Instruction ▸
In full and without deviation, write out the entries that follow.

Raw data ▸
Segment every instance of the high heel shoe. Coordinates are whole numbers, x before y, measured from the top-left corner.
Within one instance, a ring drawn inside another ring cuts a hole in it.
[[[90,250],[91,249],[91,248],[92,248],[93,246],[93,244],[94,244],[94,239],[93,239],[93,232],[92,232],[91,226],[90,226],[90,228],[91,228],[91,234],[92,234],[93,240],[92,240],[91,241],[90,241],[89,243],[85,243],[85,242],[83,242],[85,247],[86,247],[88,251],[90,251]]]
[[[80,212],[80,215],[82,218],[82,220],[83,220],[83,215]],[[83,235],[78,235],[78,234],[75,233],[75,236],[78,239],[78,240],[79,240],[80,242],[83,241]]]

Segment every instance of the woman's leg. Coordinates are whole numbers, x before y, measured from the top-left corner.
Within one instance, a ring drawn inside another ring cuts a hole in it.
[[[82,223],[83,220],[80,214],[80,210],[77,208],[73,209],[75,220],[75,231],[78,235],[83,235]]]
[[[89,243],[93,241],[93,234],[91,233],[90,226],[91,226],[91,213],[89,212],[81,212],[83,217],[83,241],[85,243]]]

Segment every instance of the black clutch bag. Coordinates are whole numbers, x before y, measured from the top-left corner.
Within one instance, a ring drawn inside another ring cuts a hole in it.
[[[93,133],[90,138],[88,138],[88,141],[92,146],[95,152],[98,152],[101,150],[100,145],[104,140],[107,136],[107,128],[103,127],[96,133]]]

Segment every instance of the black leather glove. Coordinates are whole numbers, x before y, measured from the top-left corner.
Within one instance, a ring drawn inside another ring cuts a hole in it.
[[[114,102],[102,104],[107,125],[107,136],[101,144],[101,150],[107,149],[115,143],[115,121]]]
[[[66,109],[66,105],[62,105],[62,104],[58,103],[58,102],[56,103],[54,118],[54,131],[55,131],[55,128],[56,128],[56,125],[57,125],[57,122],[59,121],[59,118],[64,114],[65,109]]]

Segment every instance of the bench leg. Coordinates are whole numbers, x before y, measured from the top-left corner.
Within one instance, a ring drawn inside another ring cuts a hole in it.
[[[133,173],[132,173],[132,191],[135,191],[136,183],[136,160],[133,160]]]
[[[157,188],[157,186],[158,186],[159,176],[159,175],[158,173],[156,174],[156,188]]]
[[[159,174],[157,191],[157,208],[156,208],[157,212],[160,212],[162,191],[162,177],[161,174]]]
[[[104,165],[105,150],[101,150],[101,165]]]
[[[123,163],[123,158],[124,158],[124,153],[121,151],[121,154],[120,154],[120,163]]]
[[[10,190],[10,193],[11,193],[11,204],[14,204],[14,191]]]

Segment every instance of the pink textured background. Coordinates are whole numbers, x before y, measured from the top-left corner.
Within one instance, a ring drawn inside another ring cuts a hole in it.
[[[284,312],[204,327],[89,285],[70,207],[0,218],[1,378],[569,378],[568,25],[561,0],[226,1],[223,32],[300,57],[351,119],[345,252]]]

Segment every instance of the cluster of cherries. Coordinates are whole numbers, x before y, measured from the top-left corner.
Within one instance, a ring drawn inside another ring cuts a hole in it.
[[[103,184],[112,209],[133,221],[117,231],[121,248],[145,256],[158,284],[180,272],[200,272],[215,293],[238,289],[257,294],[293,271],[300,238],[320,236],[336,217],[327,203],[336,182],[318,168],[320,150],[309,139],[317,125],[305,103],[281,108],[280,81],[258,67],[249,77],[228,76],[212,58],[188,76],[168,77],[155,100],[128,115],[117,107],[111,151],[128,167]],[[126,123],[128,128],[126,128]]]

Answer to the exercise ▸
Segment every instance of the high heel shoe. Coordinates are whole numbers, x before y, measured from the top-left corner.
Within one instance, a ring drawn inside another ring cuts a hole in it.
[[[90,250],[91,249],[91,248],[92,248],[93,246],[93,244],[94,244],[94,239],[93,239],[93,232],[92,232],[91,226],[90,226],[90,228],[91,228],[91,234],[92,234],[93,240],[92,240],[91,241],[90,241],[89,243],[85,243],[85,242],[83,242],[85,247],[86,247],[88,251],[90,251]]]
[[[80,212],[80,215],[82,218],[82,220],[83,220],[83,215]],[[83,235],[78,235],[78,234],[75,233],[75,236],[78,239],[78,240],[79,240],[80,242],[83,241]]]

Segment every instance of the woman's leg. Coordinates are whole numbers, x before y, measured from the top-left corner.
Within one instance, a ring drawn inside another ring cuts a hole in it.
[[[82,223],[83,220],[80,214],[80,210],[77,208],[73,209],[75,220],[75,231],[78,235],[83,235]]]
[[[89,243],[93,241],[93,234],[91,233],[90,226],[91,226],[91,213],[89,212],[81,212],[83,217],[83,241],[85,243]]]

Segment every instance of the black clutch bag. Coordinates are whole numbers, x before y, measured from the top-left corner.
Within one instance, a ring drawn inside another ring cuts a hole in it.
[[[93,133],[90,138],[88,138],[88,141],[92,146],[95,152],[98,152],[101,150],[100,145],[104,140],[107,136],[107,128],[103,127],[96,133]]]

Segment every instance of the black leather glove. Coordinates are whole numbers, x before y, measured from the top-left corner.
Within one instance, a ring drawn inside another ring cuts a hole in it.
[[[114,102],[102,104],[107,125],[107,136],[101,144],[101,150],[107,149],[115,143],[115,121]]]
[[[66,109],[66,105],[62,105],[62,104],[58,103],[58,102],[56,103],[54,118],[54,131],[55,131],[55,128],[56,128],[56,125],[57,125],[57,122],[59,121],[59,118],[64,114],[65,109]]]

Segment every instance of the bench leg. Coordinates are whole numbers, x before y, measured from the top-left corner.
Within one instance, a ring drawn inside another ring cuts a hole in it.
[[[133,173],[132,173],[132,191],[135,191],[136,183],[136,160],[133,160]]]
[[[157,188],[157,186],[158,186],[159,176],[159,175],[158,173],[156,174],[156,188]]]
[[[159,174],[157,191],[157,208],[156,208],[157,212],[160,212],[162,191],[162,177],[161,174]]]
[[[104,165],[105,150],[101,150],[101,165]]]
[[[123,163],[123,158],[124,158],[124,153],[121,151],[121,154],[120,154],[120,163]]]
[[[10,190],[10,193],[11,193],[11,204],[14,204],[14,191]]]

Segment every instance of the pink textured background. Coordinates are whole numbers, x before y, measured from the top-left corner.
Within one instance, a ring drawn inside another ring cuts a hole in it.
[[[284,312],[204,327],[89,285],[70,207],[0,218],[1,378],[569,378],[568,25],[561,0],[226,1],[223,32],[300,57],[351,119],[345,252]]]

Segment every instance of the cluster of cherries. Coordinates are whole numbers, x before y, measured from the top-left corner.
Within one instance, a ring drawn inside another ring cuts a hole in it.
[[[103,184],[112,209],[133,221],[117,231],[121,248],[145,256],[158,284],[180,272],[200,272],[215,293],[238,289],[257,294],[293,271],[300,238],[320,236],[336,217],[327,203],[336,182],[318,168],[320,150],[309,139],[317,125],[305,103],[281,108],[280,81],[258,67],[249,77],[228,76],[212,58],[188,76],[168,77],[155,100],[128,115],[117,107],[111,151],[128,167]],[[126,123],[128,128],[126,128]]]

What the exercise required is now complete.